* DIRECTION: Gather every line in the listing below that contains the word "boot".

* GIVEN RECORDS:
----------------

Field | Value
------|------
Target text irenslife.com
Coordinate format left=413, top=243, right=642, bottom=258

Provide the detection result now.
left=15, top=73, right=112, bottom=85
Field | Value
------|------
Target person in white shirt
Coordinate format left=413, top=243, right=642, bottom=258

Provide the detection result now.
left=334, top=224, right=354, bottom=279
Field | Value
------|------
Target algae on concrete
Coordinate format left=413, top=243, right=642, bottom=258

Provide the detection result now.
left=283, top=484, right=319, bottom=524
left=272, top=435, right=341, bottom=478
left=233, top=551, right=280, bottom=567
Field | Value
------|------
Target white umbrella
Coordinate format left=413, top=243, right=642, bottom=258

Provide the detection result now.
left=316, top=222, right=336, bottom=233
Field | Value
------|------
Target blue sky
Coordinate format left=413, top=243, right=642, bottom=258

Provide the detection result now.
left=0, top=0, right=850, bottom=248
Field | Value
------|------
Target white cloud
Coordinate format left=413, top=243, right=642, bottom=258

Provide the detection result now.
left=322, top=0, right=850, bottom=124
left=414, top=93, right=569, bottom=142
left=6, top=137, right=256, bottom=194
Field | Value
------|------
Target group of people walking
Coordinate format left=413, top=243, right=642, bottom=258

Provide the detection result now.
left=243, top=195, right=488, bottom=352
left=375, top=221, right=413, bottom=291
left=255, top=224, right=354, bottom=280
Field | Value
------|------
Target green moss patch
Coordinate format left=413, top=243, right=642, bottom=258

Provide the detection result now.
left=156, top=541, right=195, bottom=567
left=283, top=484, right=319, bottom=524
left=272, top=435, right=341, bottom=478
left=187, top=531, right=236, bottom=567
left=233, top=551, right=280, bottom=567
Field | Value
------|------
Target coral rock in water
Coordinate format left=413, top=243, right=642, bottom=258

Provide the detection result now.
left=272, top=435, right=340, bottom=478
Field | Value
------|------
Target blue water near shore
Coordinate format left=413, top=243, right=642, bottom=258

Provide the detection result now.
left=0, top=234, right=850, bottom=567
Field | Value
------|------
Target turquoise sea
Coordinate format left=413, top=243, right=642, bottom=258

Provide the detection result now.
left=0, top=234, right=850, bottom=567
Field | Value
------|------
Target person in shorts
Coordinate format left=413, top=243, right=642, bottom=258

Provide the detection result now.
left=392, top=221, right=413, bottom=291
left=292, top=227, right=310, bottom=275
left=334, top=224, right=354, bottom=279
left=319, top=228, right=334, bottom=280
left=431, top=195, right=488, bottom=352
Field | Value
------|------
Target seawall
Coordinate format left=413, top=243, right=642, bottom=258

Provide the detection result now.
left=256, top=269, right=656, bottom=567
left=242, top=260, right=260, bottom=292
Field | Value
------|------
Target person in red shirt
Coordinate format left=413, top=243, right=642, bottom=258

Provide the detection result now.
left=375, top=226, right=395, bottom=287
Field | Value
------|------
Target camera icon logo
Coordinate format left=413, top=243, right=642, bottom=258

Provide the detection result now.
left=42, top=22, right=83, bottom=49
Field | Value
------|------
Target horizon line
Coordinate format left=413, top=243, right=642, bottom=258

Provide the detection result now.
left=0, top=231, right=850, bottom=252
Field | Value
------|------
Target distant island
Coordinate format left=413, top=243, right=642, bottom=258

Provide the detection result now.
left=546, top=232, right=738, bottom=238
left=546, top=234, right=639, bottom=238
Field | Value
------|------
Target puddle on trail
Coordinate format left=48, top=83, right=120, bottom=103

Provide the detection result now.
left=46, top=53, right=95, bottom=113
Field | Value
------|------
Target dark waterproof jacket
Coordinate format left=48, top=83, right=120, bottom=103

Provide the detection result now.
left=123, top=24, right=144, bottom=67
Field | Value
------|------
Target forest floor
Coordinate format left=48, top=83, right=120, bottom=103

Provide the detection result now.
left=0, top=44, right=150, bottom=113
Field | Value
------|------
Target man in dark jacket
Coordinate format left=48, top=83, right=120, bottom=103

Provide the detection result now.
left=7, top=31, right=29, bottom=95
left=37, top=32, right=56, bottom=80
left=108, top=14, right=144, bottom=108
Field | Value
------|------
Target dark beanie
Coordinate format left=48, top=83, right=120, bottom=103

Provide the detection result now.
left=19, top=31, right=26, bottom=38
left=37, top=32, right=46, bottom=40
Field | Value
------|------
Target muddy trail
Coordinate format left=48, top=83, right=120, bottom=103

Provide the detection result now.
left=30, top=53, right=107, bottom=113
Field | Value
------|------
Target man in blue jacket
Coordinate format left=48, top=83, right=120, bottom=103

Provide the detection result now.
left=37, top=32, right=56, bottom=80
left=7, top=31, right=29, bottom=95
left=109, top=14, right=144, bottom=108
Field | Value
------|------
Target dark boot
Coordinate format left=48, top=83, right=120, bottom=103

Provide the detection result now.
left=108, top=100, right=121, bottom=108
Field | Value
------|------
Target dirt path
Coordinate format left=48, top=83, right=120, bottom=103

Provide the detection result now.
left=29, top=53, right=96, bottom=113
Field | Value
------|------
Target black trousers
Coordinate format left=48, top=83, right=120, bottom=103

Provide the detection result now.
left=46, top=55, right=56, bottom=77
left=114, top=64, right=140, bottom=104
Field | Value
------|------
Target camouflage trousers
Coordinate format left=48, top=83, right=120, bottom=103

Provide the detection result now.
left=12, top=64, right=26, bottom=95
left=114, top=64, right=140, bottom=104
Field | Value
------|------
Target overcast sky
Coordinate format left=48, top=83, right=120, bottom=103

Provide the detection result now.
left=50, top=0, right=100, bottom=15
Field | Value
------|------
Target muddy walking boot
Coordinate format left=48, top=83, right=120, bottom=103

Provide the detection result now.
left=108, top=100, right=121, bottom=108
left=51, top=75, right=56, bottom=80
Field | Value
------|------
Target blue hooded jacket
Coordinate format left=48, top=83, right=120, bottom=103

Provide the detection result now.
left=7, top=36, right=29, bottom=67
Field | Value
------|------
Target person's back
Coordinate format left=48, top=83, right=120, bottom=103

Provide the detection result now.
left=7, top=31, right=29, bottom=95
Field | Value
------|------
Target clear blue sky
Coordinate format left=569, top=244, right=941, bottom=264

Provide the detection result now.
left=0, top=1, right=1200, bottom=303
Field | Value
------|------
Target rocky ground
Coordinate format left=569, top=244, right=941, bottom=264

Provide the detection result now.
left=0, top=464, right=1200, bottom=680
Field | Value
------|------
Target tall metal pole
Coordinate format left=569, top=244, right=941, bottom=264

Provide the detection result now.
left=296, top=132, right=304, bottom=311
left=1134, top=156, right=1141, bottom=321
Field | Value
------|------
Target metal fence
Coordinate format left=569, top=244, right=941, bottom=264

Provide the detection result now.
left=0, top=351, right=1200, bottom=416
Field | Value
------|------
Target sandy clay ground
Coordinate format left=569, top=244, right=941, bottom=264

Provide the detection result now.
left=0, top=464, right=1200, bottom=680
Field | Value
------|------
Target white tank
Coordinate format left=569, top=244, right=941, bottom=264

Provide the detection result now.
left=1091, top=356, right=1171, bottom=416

----------------

* OUTPUT BELOW:
Target dark boot
Target muddy walking boot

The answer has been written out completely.